§ Material provided
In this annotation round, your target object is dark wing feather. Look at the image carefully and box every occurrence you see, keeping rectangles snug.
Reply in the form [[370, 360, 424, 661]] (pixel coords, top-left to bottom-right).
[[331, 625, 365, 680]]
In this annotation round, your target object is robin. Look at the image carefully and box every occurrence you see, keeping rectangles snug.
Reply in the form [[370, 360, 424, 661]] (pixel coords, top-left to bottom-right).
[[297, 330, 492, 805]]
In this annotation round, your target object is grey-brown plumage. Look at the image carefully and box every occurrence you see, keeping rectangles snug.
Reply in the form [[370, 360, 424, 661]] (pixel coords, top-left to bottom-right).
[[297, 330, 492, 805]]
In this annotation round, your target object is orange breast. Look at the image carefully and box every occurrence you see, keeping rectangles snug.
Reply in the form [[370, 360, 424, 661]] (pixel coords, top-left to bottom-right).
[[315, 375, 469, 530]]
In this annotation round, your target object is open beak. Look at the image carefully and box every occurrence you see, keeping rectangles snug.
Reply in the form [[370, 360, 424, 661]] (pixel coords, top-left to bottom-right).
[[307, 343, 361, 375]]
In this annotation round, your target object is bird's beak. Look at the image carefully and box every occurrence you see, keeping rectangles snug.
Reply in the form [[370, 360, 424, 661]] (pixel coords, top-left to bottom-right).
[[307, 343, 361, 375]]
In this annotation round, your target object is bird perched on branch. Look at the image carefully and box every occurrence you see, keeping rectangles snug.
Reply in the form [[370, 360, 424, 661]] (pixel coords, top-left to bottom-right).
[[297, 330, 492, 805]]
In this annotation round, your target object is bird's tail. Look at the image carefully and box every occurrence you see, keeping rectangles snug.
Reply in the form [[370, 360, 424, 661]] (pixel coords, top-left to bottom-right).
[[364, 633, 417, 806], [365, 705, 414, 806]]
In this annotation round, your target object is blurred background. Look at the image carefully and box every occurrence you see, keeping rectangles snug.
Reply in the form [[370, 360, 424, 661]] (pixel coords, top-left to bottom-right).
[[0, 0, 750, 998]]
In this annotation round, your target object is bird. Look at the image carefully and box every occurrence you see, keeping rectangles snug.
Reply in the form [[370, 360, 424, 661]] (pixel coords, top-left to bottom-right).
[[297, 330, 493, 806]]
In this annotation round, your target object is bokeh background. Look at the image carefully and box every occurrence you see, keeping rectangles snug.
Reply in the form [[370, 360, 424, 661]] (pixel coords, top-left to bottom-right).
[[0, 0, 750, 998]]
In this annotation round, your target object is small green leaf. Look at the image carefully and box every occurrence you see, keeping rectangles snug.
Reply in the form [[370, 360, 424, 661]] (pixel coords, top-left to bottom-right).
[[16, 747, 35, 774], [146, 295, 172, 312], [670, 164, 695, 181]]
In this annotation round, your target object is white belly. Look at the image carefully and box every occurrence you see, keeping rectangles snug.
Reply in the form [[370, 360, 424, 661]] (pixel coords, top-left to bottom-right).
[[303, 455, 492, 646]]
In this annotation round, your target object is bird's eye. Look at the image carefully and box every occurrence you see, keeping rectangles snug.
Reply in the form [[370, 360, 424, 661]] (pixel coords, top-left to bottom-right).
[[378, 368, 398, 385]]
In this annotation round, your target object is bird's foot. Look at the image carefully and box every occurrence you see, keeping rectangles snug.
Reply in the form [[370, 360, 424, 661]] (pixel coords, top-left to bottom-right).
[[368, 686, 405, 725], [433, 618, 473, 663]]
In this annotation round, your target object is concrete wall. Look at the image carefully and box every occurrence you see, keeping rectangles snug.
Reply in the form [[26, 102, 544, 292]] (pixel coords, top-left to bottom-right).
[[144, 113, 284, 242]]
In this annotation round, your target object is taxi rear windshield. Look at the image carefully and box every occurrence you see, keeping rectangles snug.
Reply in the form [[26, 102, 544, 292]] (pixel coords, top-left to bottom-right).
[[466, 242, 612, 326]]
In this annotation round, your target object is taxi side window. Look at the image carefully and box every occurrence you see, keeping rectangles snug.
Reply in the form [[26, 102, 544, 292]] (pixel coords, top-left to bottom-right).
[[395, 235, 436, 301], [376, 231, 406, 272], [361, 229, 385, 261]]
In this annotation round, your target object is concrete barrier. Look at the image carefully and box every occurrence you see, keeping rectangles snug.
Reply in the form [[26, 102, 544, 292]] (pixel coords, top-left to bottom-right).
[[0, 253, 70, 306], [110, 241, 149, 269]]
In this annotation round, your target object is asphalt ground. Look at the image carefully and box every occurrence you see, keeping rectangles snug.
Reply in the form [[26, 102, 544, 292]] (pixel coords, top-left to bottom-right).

§ What you have to do
Rewrite all of the material above, changing every "annotation round" to "labeling pass" and leaving everything else as it is.

§ Answer
In this labeling pass, your target object is dark wing feather. Look at the image carefully and box every occurrence you see, keeping rectangles snug.
Reply in the form [[370, 360, 424, 661]] (pixel coords, top-left to bottom-right).
[[331, 625, 365, 680]]
In this labeling pass, your target object is robin. Look at the image carefully and box every occurrence you see, keeping rectangles snug.
Reply in the form [[370, 360, 424, 661]] (pixel coords, top-left to bottom-right).
[[297, 330, 492, 805]]
In this labeling pass, your target object is grey-brown plumage. Look at the image carefully and box every occurrence you see, keeping rectangles snug.
Reply in the form [[370, 360, 424, 661]] (pixel coords, top-left to bottom-right).
[[297, 330, 492, 805]]
In this labeling pass, your target object is orange breast. Look at the image carefully and box every occurrence you see, keeping rectangles snug.
Reply in the form [[370, 360, 424, 661]] (pixel coords, top-left to bottom-right).
[[315, 375, 469, 530]]
In this labeling pass, your target object is open beak. Look at the image carefully and box every occurrence you see, keeping rectangles snug.
Reply in the form [[370, 360, 424, 661]] (pixel coords, top-left to bottom-right).
[[307, 343, 361, 375]]
In this labeling pass, your target object is bird's beak. Look at the image carefully and box every occurrence you see, keeping rectangles snug.
Reply in the form [[370, 360, 424, 661]] (pixel coords, top-left to bottom-right).
[[307, 343, 361, 375]]
In this labeling pass, your target object is bird perched on branch. Look at the image carefully and box every occurrence you see, keeping rectangles snug.
Reply in the form [[370, 360, 424, 661]] (pixel coords, top-left to bottom-right).
[[297, 330, 492, 805]]
In this labeling pass, your target object is bird's tail. Look at the image carefully and box every occurrence you see, keeping rectangles snug.
Reply in the form [[370, 360, 424, 661]] (pixel coords, top-left to bottom-right).
[[364, 633, 417, 806], [365, 705, 414, 806]]
In this labeling pass, your target object is blurred background. Look at the image carefully and box every occurrence you see, keeping rectangles snug.
Reply in the form [[370, 360, 424, 661]] (pixel coords, top-left to bottom-right).
[[0, 0, 750, 998]]
In this labeling pass, your target object is bird. Look at the image carefully and box every occurrence you see, keeping rectangles snug.
Reply in the form [[370, 360, 424, 661]] (pixel coords, top-left to bottom-right).
[[297, 330, 493, 806]]
In this labeling pass, your target object is bokeh background. Look at the image carefully and box every occurrence you see, keeping rectangles snug.
Reply in the form [[370, 360, 424, 661]] (pixel coords, top-left to bottom-right).
[[0, 0, 750, 998]]
In this labeling pass, your target object is small green leaf. Look at the image carefully and box every occurrence you see, keeping rectangles snug.
Reply in the form [[370, 360, 424, 661]] (pixel coords, top-left to bottom-right).
[[16, 747, 35, 774], [146, 295, 172, 312], [670, 164, 695, 181]]
In this labeling pass, your target object is white belly. Look at the image carefully and box every occurrence you see, keeping rectangles snug.
Reply in the form [[370, 360, 424, 661]] (pixel coords, top-left to bottom-right).
[[303, 455, 492, 646]]
In this labeling pass, your target object is bird's eye. Look at the image carefully and box every occurrence you see, keeping rectangles snug.
Reply in the form [[370, 360, 424, 661]] (pixel coords, top-left to bottom-right).
[[378, 368, 398, 385]]
In this labeling pass, your target object is bird's foot. Look at the image carefully and box every occurrence you see, keeping rectangles snug.
Reply in the form [[370, 360, 424, 661]] (pixel coords, top-left to bottom-right).
[[368, 686, 405, 725], [433, 618, 473, 663]]
In this labeling pass, your target object is concrete wall. Look at the image carefully and box every occurrence you see, keeping rectangles snug.
Reply in the form [[26, 102, 544, 292]] (pixel coords, top-left to bottom-right).
[[144, 113, 284, 242]]
In this labeling pass, your target object is taxi rear windshield. Look at the image carefully and box every occurrence you see, keeping rectangles snug.
Reply in the form [[26, 102, 544, 292]] (pixel coords, top-left to bottom-right).
[[466, 242, 612, 326]]
In this labeling pass, your target object is taxi side window. Look at the image carefully and box every occurrence you see, keeping rectangles snug.
Reply in the form [[26, 102, 544, 292]] (pixel coords, top-left to bottom-right).
[[395, 235, 436, 301], [376, 231, 406, 272], [361, 229, 385, 261]]
In this labeling pass, your target object is concrete barrier. Look at the image carefully and box every occurrence you see, keeping rectangles snug.
Reply in the form [[26, 102, 544, 292]] (pixel coords, top-left to bottom-right).
[[0, 253, 70, 306], [110, 241, 149, 269]]
In this labeling pass, your target object is asphalt ground. Look at the image carefully and box every occurrence you see, keeping rectangles snug.
Reply in the form [[26, 102, 544, 292]] (pixel coords, top-left to bottom-right).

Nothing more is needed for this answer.